## Stated problem
Return the entries below verbatim. Pictures stay out.

## Given records
_____

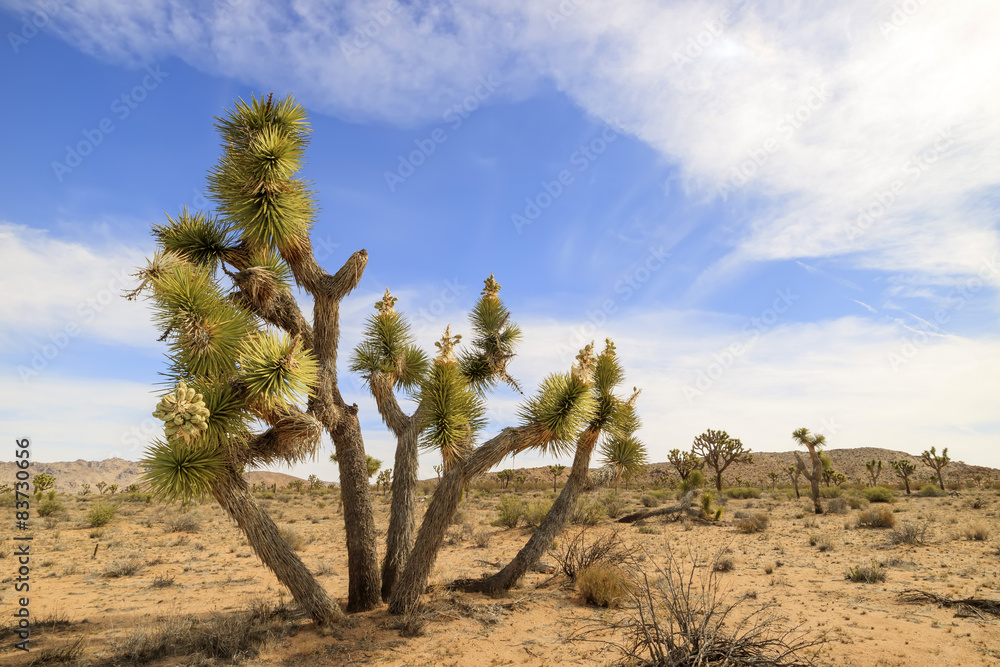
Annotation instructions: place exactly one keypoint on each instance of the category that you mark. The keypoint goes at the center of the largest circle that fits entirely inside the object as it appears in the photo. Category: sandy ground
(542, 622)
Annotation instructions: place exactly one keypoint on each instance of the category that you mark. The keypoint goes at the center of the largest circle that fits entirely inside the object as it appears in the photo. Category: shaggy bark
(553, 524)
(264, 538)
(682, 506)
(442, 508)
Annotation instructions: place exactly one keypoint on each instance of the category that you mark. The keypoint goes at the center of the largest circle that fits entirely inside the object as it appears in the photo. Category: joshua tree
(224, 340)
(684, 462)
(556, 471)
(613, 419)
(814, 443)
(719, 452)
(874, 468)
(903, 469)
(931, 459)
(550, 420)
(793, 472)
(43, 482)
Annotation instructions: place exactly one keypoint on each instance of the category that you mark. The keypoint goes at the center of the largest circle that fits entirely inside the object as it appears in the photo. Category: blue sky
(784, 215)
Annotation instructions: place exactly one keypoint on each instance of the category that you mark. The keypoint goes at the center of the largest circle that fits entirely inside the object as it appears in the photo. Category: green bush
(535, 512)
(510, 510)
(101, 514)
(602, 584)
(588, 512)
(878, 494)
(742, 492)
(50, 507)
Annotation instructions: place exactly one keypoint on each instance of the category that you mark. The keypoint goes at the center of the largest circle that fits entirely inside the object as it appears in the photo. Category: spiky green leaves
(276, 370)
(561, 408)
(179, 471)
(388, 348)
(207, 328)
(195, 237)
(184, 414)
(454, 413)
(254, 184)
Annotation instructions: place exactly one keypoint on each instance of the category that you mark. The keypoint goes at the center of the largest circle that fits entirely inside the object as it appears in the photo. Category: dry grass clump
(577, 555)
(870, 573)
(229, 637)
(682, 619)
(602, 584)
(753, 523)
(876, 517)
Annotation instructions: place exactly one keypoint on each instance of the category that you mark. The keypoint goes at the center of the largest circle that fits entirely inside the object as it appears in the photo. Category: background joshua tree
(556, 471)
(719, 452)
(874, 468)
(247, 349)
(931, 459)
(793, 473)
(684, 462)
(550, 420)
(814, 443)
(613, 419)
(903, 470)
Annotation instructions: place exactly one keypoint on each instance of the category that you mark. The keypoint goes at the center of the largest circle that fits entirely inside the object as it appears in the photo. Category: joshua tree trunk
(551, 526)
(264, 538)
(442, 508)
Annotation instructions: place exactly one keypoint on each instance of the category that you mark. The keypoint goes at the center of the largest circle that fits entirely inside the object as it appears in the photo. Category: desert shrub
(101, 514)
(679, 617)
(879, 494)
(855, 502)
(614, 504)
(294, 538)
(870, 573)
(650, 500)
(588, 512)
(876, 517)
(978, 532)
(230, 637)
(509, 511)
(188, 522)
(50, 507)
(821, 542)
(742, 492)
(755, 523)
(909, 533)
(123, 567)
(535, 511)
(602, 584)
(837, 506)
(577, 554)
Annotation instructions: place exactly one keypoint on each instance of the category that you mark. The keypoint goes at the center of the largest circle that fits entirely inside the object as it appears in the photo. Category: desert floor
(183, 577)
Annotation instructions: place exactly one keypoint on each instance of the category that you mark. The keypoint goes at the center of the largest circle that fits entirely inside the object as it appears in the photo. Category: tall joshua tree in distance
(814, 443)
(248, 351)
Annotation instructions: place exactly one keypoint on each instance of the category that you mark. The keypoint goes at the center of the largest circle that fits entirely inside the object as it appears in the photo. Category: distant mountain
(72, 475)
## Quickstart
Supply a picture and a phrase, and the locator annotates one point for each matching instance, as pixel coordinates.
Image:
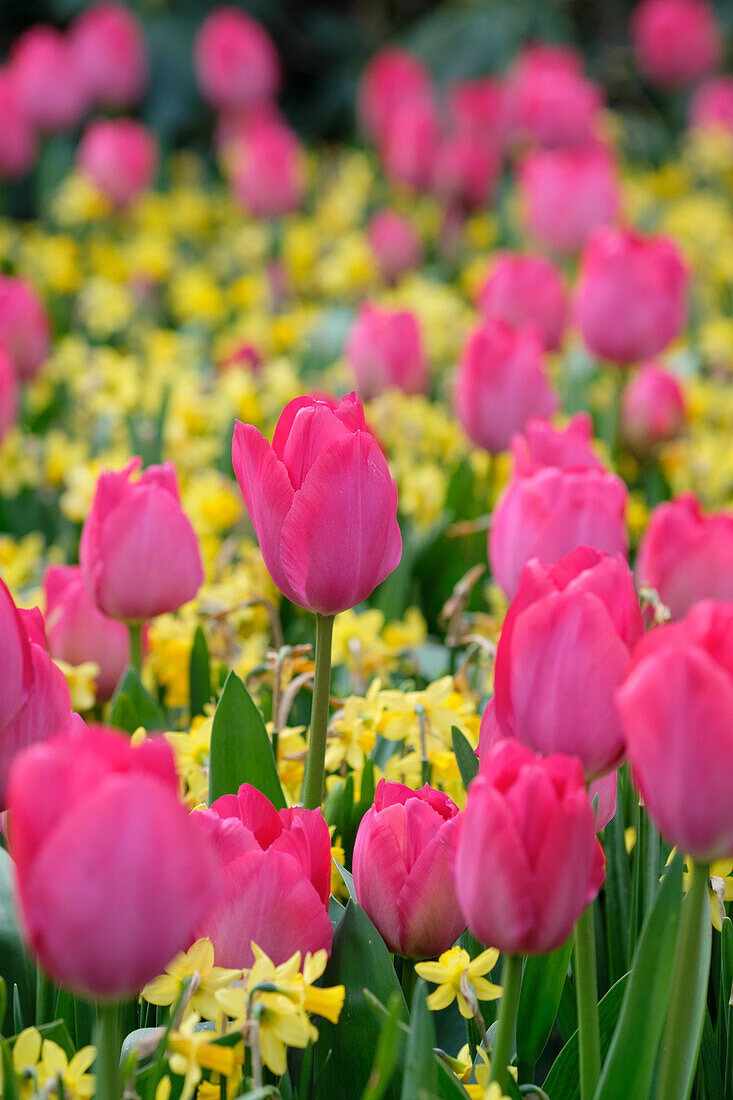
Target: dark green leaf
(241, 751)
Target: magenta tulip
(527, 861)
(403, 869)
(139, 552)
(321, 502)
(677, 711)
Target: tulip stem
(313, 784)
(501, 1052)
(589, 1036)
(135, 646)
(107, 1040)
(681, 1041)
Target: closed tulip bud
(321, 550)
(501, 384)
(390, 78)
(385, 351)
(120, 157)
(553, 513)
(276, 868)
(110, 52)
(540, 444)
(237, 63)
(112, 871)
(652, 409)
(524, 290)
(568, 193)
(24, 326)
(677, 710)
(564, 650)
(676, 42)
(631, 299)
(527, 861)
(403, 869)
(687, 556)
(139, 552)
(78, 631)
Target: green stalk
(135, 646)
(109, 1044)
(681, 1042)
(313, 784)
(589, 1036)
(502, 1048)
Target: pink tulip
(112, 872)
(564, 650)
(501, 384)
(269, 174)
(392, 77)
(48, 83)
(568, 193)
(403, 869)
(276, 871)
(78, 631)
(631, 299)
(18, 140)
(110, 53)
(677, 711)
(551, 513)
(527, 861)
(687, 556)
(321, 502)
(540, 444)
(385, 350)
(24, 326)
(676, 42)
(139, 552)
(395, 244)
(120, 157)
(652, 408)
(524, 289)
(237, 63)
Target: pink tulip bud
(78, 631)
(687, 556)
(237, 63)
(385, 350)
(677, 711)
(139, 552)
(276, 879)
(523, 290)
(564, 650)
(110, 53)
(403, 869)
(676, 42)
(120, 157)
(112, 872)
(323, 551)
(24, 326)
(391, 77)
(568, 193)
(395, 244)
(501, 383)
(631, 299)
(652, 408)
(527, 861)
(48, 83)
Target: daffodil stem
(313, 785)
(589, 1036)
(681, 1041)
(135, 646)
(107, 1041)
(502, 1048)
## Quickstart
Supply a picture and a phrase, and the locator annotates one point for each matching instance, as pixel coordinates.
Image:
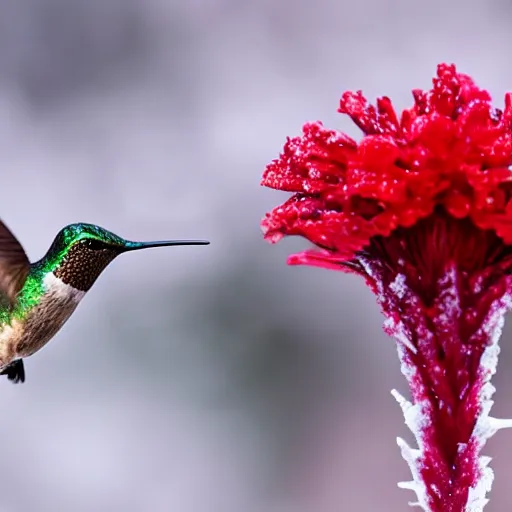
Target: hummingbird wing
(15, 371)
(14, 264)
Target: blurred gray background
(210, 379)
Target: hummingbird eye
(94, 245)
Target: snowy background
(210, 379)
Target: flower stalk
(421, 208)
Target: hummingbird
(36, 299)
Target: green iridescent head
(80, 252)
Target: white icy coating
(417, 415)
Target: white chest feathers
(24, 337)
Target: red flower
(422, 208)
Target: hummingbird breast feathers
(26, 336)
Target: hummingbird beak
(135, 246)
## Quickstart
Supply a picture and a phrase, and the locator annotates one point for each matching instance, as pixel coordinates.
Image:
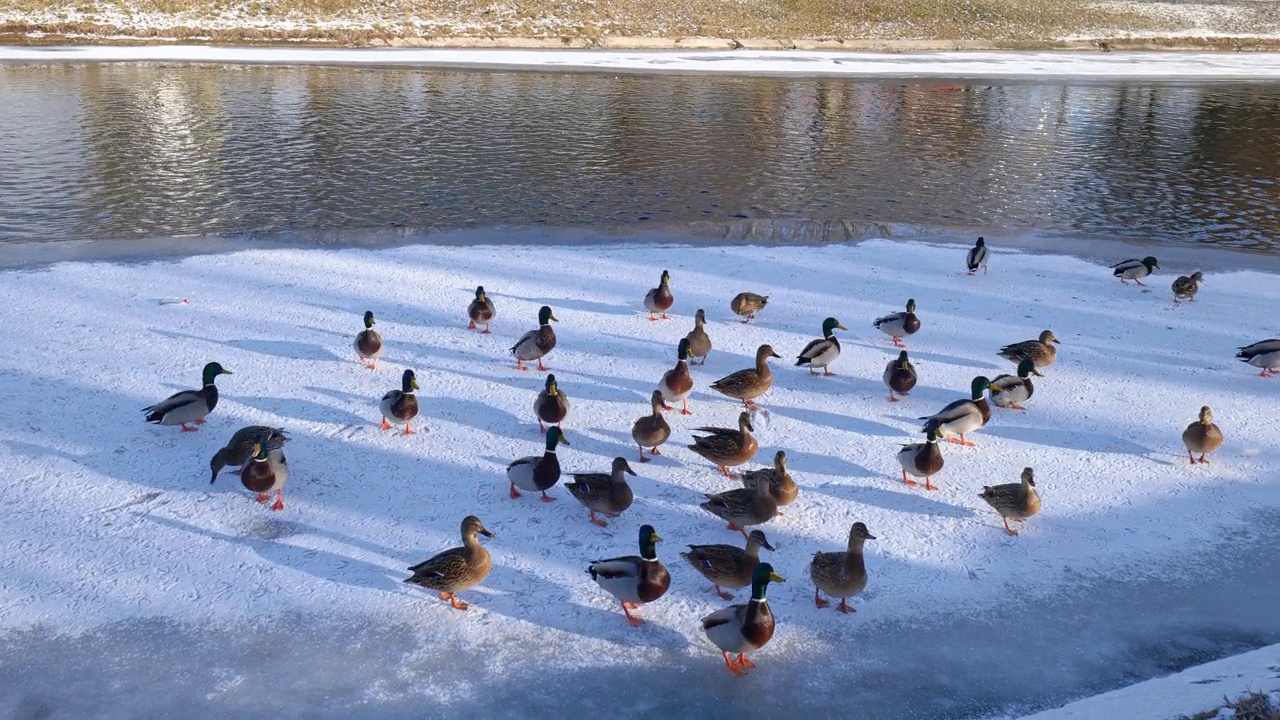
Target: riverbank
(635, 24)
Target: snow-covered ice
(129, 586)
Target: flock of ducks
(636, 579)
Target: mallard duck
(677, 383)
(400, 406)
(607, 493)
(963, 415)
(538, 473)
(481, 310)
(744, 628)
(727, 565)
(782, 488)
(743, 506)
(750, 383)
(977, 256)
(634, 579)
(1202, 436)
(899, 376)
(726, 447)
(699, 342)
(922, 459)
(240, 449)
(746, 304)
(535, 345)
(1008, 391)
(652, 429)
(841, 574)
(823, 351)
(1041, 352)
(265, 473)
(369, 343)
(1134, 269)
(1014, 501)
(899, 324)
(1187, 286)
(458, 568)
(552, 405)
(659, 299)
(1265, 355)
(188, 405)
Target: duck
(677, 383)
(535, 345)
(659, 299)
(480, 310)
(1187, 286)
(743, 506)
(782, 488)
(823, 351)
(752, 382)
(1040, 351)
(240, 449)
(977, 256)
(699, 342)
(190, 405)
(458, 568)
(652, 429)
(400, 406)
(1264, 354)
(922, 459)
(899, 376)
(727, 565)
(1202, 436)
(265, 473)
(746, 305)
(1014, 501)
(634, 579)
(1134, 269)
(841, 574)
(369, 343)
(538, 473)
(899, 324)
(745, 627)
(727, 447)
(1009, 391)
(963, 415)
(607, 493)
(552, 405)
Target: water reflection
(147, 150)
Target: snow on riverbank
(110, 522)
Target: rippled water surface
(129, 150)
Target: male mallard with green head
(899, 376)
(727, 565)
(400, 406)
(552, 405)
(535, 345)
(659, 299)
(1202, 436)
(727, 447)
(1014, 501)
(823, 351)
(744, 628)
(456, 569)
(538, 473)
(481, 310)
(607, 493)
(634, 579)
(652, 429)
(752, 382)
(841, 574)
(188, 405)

_____

## Correct answer
Annotation instructions: place exactly one keypoint on each instance of the category that you mark. The keypoint goes at the center of the largest circle that fits entirely inside the object as it appears in the photo. Category: sandy ground
(542, 622)
Annotation instructions: place exactly one keypoint on each instance of the category that you mark. The keypoint goes at the center of the largest circle that fits entirely inside the object as it appears in the photo. Category: shaggy bark
(553, 524)
(264, 538)
(682, 506)
(442, 508)
Annotation instructions: place exactly one keypoint on each instance of the category that you mark. The keypoint goes at the center of the largest circle that fits entirely inside the object as it appears in the photo. Category: joshua tree
(224, 340)
(684, 462)
(556, 471)
(613, 419)
(814, 443)
(719, 452)
(874, 468)
(903, 469)
(931, 459)
(550, 420)
(793, 472)
(43, 482)
Annotation instructions: place exactly one keypoint on each instance of the category that you mark. The keypoint goes at the center of the largest circle that fits entirely inside the object as it appears in the photo. Category: blue sky
(784, 215)
Annotation instructions: place exactly one keypoint on each instance of the category that you mark. The keypoint goes at the center of the largest circle that fits entirely inside the object as it appears in the photo. Category: green bush
(535, 512)
(510, 510)
(101, 514)
(602, 584)
(588, 512)
(878, 494)
(742, 492)
(50, 507)
Annotation instructions: place exactly one keypoint on each instance of the category that you mark. The keypoint goes at the center of the largest circle that fits entirely inside the object as it appears in the photo. Category: spiky green leaves
(276, 370)
(561, 408)
(179, 471)
(388, 348)
(207, 328)
(195, 237)
(184, 414)
(454, 413)
(254, 184)
Annotation instructions: place exactly one keypoint on each instance of the category that you mark. The keypoint goes at the center of the largest circle that fits entirely inside the object as it appears in the photo. Category: dry grass clump
(577, 555)
(870, 573)
(229, 637)
(682, 619)
(602, 584)
(753, 523)
(876, 517)
Annotation instructions: place exactly one keypoint on each instance of the category that you mark. The keypoint goes at the center of the largest circle that fits entirely inside the object as it appears in the photo. Category: background joshua tree
(556, 471)
(719, 452)
(874, 468)
(247, 349)
(931, 459)
(793, 473)
(684, 462)
(550, 420)
(814, 443)
(613, 419)
(903, 470)
Annotation instructions: place exactly one keypoint on each instance of the category that you mark. The keypoint goes at the center of the largest circle that fits entirely inside the object as it appears in the photo. Category: joshua tree trunk
(551, 526)
(264, 538)
(442, 508)
Annotation instructions: place exactly one keypoint on each instance of the category that you mark. The keypoint goes at the center of the largest circle that fits entirely inside the object as it appears in the photo. Category: desert shrub
(101, 514)
(679, 617)
(879, 494)
(855, 502)
(614, 504)
(294, 538)
(870, 573)
(650, 500)
(588, 512)
(876, 517)
(978, 532)
(230, 637)
(509, 511)
(188, 522)
(50, 507)
(821, 542)
(742, 492)
(755, 523)
(909, 533)
(123, 567)
(535, 511)
(602, 584)
(837, 506)
(577, 554)
Annotation instructions: place exactly one keypoint on each instance of the category that you mark. The keypoint goes at the center of the largest circle that fits entirely inside the object as it appears in the photo. Category: desert floor
(183, 577)
Annotation instructions: place exactly one keypoint on each instance of the category that you mark. The keypoint goes at the center of the largest circle that fits entirely inside the object as it appears in the photo. Category: tall joshua tree in distance
(814, 443)
(248, 351)
Annotation instructions: place exactly one keypoint on each instance of the category that you mark. The keypoint goes at the center of the largest circle that fits entirely inside the object as it appears in the photo. Category: distant mountain
(72, 475)
## Quickstart
Supply a picture and a phrase, and the locator annotates one point for each matching instance, as pixel coordinates.
Image:
Target: dark green leaf
(241, 751)
Target: magenta tulip
(527, 861)
(403, 869)
(139, 552)
(321, 502)
(677, 711)
Target: tulip stem
(313, 784)
(501, 1052)
(589, 1036)
(135, 646)
(107, 1040)
(681, 1041)
Target: closed tulip bud
(321, 550)
(501, 384)
(390, 78)
(385, 351)
(120, 157)
(553, 513)
(276, 868)
(110, 52)
(540, 444)
(237, 63)
(112, 871)
(652, 409)
(524, 290)
(568, 193)
(24, 326)
(677, 710)
(564, 650)
(676, 42)
(631, 299)
(527, 861)
(403, 869)
(687, 556)
(139, 552)
(78, 631)
Target: green stalk
(135, 646)
(109, 1044)
(681, 1042)
(313, 784)
(589, 1036)
(502, 1048)
Target: pink tulip
(112, 872)
(564, 650)
(501, 384)
(269, 174)
(392, 77)
(48, 83)
(568, 193)
(403, 869)
(276, 871)
(78, 631)
(631, 299)
(18, 140)
(110, 53)
(677, 711)
(551, 513)
(527, 861)
(687, 556)
(321, 502)
(540, 444)
(385, 350)
(24, 326)
(676, 42)
(139, 552)
(395, 244)
(120, 157)
(652, 408)
(524, 289)
(237, 63)
Target: pink tulip bud
(78, 631)
(687, 556)
(237, 63)
(385, 350)
(677, 711)
(139, 552)
(276, 879)
(523, 290)
(564, 650)
(110, 53)
(403, 869)
(676, 42)
(120, 157)
(112, 872)
(323, 551)
(24, 326)
(391, 77)
(568, 193)
(395, 244)
(501, 383)
(631, 299)
(652, 408)
(527, 861)
(48, 83)
Target: daffodil stem
(313, 785)
(589, 1036)
(681, 1041)
(135, 646)
(107, 1041)
(502, 1048)
## Quickstart
Supply a picture and a phrase, and the locator annotates one point for each matching instance, as pixel coordinates.
Image:
Target: hummingbird wing
(15, 371)
(14, 264)
Target: blurred gray background
(210, 379)
Target: hummingbird eye
(94, 245)
Target: snowy background
(210, 379)
Target: flower stalk
(421, 208)
Target: hummingbird
(36, 299)
Target: green iridescent head
(80, 252)
Target: white icy coating
(417, 415)
Target: white chest feathers
(24, 337)
Target: red flower
(422, 208)
Target: hummingbird breast feathers
(26, 336)
Target: hummingbird beak
(135, 246)
## Quickstart
Supply a picture and a phrase, and the locator annotates one point for each matching instance, as pixel coordinates.
Image:
Target: riverbank
(635, 24)
Target: snow-covered ice
(129, 586)
Target: flock of ducks
(636, 579)
Target: mallard duck
(677, 383)
(400, 406)
(607, 493)
(963, 415)
(538, 473)
(481, 310)
(744, 628)
(727, 565)
(782, 488)
(743, 506)
(750, 383)
(977, 256)
(634, 579)
(1202, 436)
(899, 376)
(726, 447)
(699, 342)
(922, 459)
(240, 449)
(746, 304)
(535, 345)
(1008, 391)
(652, 429)
(841, 574)
(823, 351)
(1041, 352)
(265, 473)
(369, 343)
(1134, 269)
(1014, 501)
(899, 324)
(1187, 286)
(458, 568)
(552, 405)
(659, 299)
(1265, 355)
(188, 405)
Target: duck
(677, 383)
(535, 345)
(659, 299)
(480, 310)
(1187, 286)
(743, 506)
(782, 488)
(823, 351)
(752, 382)
(1040, 351)
(240, 449)
(977, 256)
(699, 342)
(190, 405)
(458, 568)
(652, 429)
(400, 406)
(1264, 354)
(922, 459)
(899, 376)
(727, 565)
(1202, 436)
(265, 473)
(746, 305)
(1014, 501)
(634, 579)
(1134, 269)
(841, 574)
(369, 343)
(538, 473)
(899, 324)
(745, 627)
(727, 447)
(1009, 391)
(963, 415)
(607, 493)
(552, 405)
Target: water reflection
(147, 150)
Target: snow on riverbank
(110, 522)
Target: rippled water surface
(129, 150)
Target: male mallard with green head
(899, 376)
(727, 565)
(400, 406)
(552, 405)
(535, 345)
(659, 299)
(1202, 436)
(727, 447)
(1014, 501)
(823, 351)
(744, 628)
(456, 569)
(538, 473)
(481, 310)
(607, 493)
(634, 579)
(652, 429)
(752, 382)
(841, 574)
(188, 405)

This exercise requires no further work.